> **Übungstext**
===============
Navigation menu

Städel Museum Städel Museum

„Maria das Kind stillend“ von Albrecht Dürer

Im Weihnachtsmonat Dezember ist „Maria das Kind stillend“ (1503) von Albrecht Dürer aus dem Kunsthistorischen Museum in Wien unser Bild des Monats. Zu sehen ist es bis 2. Februar 2014 in der Dürer-Ausstellung im Städel.

Almut Pollmer-Schmidt — 22. Dezember 2013
Duerer_Maria_das_Kind_stillend

Albrecht Dürer (1471–1528), Maria das Kind stillend, 1503, Lindenholz, 24,1 cm x 18,3 cm, Kunsthistorisches Museum, Wien.

Intimität

Man braucht nicht katholisch zu sein, um von der Intimität der Bildszene „Maria das Kind stillend“ (1503) von Albrecht Dürer beeindruckt zu sein: Maria hat ihre Brust entblößt, an der ihr Sohn friedlich nuckelt. Das Jesuskind nestelt mit seinem kleinen linken Händchen an ihrer Kleidung, wie Babys das gern tun, um die Mutter zu erkunden oder sich an ihr festzuhalten. Maria beugt ihr Haupt und lächelt – dass Dürer sie mit geöffnetem Mund und Zähnen zeigt, ziemte sich damals eigentlich nicht. Es verstärkt aber die Darstellung Mariens als einfache Frau, die blondgelockt und mit leichtem Doppelkinn keine reine Schönheit ist.
===============
> **Angezeigte Daten**
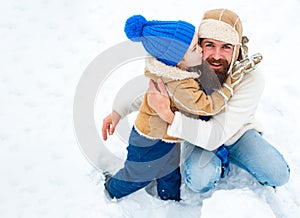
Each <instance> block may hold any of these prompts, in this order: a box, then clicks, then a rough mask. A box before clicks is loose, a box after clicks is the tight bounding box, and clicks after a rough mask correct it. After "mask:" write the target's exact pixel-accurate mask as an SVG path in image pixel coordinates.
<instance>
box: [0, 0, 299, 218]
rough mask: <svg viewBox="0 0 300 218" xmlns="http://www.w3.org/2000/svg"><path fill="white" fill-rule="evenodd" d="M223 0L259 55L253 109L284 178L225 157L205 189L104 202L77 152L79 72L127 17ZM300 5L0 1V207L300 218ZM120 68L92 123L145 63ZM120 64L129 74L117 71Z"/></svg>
===============
> **Arbeitsauftrag 1**
Gib aus dem Text über Dürers Gemälde „Maria das Kind stillend“ den Abschnitt von „Almut Pollmer-Schmidt —“ bis einschließlich „reine Schönheit ist.“ wortgetreu wieder.
> **Arbeitsauftrag 2**
Setze den Text über Dürers Gemälde „Maria das Kind stillend“ im Anschluss an seinen letzten Satz fort.

> **Antwortfeld 1**
Almut Pollmer-Schmidt — 22. Dezember 2013
Duerer_Maria_das_Kind_stillend

Albrecht Dürer (1471–1528), Maria das Kind stillend, 1503, Lindenholz, 24,1 cm x 18,3 cm, Kunsthistorisches Museum, Wien.

Intimität

Man braucht nicht katholisch zu sein, um von der Intimität der Bildszene „Maria das Kind stillend“ (1503) von Albrecht Dürer beeindruckt zu sein: Maria hat ihre Brust entblößt, an der ihr Sohn friedlich nuckelt. Das Jesuskind nestelt mit seinem kleinen linken Händchen an ihrer Kleidung, wie Babys das gern tun, um die Mutter zu erkunden oder sich an ihr festzuhalten. Maria beugt ihr Haupt und lächelt – dass Dürer sie mit geöffnetem Mund und Zähnen zeigt, ziemte sich damals eigentlich nicht. Es verstärkt aber die Darstellung Mariens als einfache Frau, die blondgelockt und mit leichtem Doppelkinn keine reine Schönheit ist.

> **Antwortfeld 2**
Stillen ist eine ungemein intime Sache und sie bedeutet die vollkommene Abhängigkeit des Kindes von der Mutter. Wenn das Kind seine Mutter anlächelt, weil es weiß, dass es bald satt wird, und es danach an der Brust zufrieden einschläft, bedeutet dies pures Glück. Andererseits ist Stillen Routine und manchmal auch Last, wenn der Säugling nicht gut trinkt oder aber das stündlich zu tun wünscht. Hatte Maria manchmal Stillfrust und Jesus Probleme beim Bäuerchen? Diese Fragen hat Albrecht Dürer (der mit seiner Agnes keine Kinder hatte) natürlich nicht gestellt; bei aller Betonung der Menschlichkeit verlässt sein 1503 datiertes Gemälde die Grenzen der Bildtradition nicht.

Duerer_Maria_das_Kind_stillend_detail

Der trinkende Jesusknabe. Detail aus: Albrecht Dürer (1471–1528) Maria das Kind stillend, 1503, Lindenholz, 24,1 cm x 18,3 cm, Kunsthistorisches Museum, Wien.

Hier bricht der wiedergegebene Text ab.